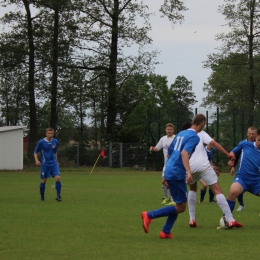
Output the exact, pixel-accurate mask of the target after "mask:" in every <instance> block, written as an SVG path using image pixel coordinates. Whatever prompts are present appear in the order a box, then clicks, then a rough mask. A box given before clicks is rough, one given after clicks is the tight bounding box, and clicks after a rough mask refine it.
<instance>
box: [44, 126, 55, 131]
mask: <svg viewBox="0 0 260 260" xmlns="http://www.w3.org/2000/svg"><path fill="white" fill-rule="evenodd" d="M48 131H50V132H54V129H53V128H52V127H48V128H46V130H45V132H48Z"/></svg>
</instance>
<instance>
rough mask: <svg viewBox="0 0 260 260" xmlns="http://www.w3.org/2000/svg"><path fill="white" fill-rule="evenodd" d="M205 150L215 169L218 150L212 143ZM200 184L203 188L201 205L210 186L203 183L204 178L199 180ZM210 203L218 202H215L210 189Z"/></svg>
mask: <svg viewBox="0 0 260 260" xmlns="http://www.w3.org/2000/svg"><path fill="white" fill-rule="evenodd" d="M204 148H205V150H206V153H207V156H208V160H209V162H210V164H211V166H212V167H213V168H214V167H215V166H214V164H213V155H214V153H215V151H216V149H215V148H214V147H213V146H212V145H211V144H210V143H209V144H208V145H206V146H205V147H204ZM215 169H217V168H216V167H215ZM217 175H218V174H217ZM199 182H200V183H201V185H202V188H201V189H200V203H203V201H204V197H205V195H206V192H207V187H208V185H207V183H206V182H205V181H203V179H202V178H200V179H199ZM209 202H210V203H216V202H217V201H216V200H214V193H213V192H212V190H211V189H210V188H209Z"/></svg>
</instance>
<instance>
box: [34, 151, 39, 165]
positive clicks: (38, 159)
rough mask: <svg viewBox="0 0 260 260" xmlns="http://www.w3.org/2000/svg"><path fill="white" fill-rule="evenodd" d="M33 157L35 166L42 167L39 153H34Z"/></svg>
mask: <svg viewBox="0 0 260 260" xmlns="http://www.w3.org/2000/svg"><path fill="white" fill-rule="evenodd" d="M33 156H34V160H35V164H36V165H37V166H40V165H41V162H40V161H39V159H38V153H35V152H34V154H33Z"/></svg>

*****

▶ [EXERCISE]: Each line from the one holding "positive clicks: (38, 159)" through the last line of the data is to be transcribed exactly, with nothing else added.

▶ [SOLUTION]:
positive clicks: (38, 159)
rough mask: <svg viewBox="0 0 260 260" xmlns="http://www.w3.org/2000/svg"><path fill="white" fill-rule="evenodd" d="M33 157L35 166L42 167L39 153H34Z"/></svg>
mask: <svg viewBox="0 0 260 260" xmlns="http://www.w3.org/2000/svg"><path fill="white" fill-rule="evenodd" d="M33 156H34V160H35V164H36V165H37V166H40V165H41V162H40V161H39V159H38V153H35V152H34V154H33Z"/></svg>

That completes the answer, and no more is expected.